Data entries
_____
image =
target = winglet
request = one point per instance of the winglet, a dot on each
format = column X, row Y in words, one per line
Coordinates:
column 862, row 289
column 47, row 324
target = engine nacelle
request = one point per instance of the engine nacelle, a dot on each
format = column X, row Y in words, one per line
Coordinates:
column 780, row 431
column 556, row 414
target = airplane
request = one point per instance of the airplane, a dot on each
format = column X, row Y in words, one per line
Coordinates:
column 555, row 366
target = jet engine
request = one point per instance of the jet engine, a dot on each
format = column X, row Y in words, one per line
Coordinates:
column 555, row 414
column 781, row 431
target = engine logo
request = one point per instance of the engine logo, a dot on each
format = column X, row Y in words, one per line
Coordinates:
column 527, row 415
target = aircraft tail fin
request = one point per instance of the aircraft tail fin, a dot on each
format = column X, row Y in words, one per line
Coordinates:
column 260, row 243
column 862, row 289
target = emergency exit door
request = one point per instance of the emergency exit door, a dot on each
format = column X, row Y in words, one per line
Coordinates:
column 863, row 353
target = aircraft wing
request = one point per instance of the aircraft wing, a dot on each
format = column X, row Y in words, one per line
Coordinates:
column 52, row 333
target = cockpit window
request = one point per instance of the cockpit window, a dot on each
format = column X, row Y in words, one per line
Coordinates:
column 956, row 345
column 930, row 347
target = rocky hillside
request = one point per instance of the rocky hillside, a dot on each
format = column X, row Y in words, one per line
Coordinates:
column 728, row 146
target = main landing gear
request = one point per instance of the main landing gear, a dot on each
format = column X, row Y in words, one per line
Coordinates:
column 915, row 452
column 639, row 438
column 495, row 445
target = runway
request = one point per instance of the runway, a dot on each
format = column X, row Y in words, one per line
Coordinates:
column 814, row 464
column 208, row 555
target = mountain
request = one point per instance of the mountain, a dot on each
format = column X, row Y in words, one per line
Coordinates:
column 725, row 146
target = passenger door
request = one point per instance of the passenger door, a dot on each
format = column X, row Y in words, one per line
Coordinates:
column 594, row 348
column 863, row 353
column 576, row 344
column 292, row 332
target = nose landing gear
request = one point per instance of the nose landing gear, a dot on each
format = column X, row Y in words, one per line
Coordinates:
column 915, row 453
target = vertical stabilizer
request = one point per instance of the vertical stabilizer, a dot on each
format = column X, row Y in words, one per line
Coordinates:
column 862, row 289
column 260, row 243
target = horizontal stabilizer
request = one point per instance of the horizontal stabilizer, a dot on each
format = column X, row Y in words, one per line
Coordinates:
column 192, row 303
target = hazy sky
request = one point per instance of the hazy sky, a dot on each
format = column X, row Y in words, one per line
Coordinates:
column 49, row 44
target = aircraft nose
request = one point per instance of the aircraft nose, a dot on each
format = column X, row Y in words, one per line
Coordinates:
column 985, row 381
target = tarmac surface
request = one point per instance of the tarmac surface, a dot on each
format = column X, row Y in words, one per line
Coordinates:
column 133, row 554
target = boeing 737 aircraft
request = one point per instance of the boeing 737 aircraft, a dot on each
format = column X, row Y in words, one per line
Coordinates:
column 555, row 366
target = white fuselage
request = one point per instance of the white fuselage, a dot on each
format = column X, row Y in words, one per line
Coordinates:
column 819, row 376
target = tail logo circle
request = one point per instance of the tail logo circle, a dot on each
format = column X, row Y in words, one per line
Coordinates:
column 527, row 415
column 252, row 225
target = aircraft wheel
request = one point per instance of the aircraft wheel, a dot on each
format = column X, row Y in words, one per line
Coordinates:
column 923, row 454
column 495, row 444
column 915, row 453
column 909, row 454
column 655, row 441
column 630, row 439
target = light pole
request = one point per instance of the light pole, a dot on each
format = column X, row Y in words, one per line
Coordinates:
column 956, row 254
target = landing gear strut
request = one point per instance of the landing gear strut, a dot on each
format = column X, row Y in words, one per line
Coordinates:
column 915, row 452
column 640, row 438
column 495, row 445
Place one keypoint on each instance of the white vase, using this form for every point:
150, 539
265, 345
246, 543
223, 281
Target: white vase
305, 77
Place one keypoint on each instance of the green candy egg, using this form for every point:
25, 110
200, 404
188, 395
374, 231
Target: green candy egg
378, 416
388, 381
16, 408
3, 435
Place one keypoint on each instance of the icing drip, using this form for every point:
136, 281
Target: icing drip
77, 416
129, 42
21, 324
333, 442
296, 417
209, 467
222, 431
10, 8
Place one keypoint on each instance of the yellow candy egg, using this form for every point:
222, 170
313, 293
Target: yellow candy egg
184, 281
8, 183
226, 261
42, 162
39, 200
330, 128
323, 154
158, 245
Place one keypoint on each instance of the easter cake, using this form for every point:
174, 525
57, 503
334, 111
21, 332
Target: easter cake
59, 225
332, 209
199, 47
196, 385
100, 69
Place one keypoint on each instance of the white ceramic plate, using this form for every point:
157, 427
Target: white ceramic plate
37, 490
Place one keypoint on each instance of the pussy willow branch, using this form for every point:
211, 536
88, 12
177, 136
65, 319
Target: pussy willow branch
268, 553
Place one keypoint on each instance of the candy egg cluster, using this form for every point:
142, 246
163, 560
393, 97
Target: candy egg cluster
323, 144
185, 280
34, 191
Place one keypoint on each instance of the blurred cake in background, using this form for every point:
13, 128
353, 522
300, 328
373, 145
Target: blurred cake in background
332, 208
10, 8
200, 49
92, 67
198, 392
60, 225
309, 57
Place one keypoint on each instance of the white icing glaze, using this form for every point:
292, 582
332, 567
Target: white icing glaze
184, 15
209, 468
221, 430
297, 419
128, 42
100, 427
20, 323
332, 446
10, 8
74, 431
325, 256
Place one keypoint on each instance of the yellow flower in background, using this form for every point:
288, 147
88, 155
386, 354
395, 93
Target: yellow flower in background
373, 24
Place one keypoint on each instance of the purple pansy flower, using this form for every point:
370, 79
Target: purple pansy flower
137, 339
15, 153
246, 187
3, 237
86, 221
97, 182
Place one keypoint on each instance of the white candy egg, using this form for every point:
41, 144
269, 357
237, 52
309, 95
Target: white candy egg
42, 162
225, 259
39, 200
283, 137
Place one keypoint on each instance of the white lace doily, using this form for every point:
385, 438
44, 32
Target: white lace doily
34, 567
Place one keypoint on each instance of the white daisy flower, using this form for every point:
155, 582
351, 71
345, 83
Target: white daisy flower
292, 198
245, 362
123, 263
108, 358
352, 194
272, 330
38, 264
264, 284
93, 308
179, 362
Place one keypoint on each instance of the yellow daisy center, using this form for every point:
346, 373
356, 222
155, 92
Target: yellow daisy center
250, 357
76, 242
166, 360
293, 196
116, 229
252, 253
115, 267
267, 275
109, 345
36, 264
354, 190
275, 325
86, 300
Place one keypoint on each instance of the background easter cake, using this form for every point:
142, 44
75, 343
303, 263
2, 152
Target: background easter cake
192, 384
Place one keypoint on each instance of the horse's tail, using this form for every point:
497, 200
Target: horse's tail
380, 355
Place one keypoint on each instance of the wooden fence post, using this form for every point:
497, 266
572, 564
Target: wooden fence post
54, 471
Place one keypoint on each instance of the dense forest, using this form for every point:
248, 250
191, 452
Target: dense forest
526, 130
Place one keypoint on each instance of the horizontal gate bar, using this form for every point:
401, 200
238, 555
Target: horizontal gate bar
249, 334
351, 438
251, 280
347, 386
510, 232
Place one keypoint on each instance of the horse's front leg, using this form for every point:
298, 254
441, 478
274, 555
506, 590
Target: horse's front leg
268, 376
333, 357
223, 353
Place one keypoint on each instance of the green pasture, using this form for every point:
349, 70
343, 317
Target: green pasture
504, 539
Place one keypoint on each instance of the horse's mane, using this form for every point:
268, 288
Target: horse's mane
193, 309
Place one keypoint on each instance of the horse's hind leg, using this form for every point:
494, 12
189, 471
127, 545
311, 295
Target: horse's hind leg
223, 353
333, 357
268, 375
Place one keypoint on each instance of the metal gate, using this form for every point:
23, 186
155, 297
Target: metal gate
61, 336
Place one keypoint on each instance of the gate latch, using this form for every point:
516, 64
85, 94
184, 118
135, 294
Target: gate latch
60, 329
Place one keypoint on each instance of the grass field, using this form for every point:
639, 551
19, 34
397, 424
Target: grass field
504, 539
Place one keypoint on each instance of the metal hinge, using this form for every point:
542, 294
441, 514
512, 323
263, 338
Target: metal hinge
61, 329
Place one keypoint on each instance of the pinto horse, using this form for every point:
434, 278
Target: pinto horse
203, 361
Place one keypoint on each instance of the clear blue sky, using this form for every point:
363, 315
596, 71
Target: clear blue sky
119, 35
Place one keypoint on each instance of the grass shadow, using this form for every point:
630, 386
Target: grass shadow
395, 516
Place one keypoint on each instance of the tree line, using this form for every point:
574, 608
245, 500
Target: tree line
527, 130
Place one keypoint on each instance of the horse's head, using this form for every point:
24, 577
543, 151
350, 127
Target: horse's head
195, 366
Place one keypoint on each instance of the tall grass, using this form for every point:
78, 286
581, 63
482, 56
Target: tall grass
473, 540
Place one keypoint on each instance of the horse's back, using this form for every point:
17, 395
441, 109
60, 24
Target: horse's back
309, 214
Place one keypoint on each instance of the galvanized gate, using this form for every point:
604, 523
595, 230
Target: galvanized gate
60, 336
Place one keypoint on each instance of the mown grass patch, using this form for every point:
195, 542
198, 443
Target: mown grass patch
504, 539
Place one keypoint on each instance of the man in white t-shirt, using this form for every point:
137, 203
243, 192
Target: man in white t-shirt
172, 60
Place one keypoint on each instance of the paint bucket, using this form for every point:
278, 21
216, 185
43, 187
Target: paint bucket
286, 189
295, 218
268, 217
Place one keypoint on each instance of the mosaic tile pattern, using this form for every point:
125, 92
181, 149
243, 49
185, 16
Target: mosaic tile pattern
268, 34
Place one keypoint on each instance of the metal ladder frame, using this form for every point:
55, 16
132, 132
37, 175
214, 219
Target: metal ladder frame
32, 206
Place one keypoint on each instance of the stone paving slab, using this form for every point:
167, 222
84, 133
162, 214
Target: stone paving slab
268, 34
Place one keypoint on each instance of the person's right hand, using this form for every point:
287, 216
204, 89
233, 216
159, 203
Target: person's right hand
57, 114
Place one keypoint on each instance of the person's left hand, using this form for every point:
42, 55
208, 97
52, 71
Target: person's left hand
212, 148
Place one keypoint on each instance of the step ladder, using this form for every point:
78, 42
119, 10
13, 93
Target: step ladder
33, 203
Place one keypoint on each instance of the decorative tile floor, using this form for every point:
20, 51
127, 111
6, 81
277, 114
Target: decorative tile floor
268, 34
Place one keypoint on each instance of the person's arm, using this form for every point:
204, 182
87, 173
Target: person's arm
_____
BRIEF
Above are the records. Identify each line that contains the word "strut".

RESPONSE
target = landing gear strut
request = one point per instance of the landing gear strut, a dot on each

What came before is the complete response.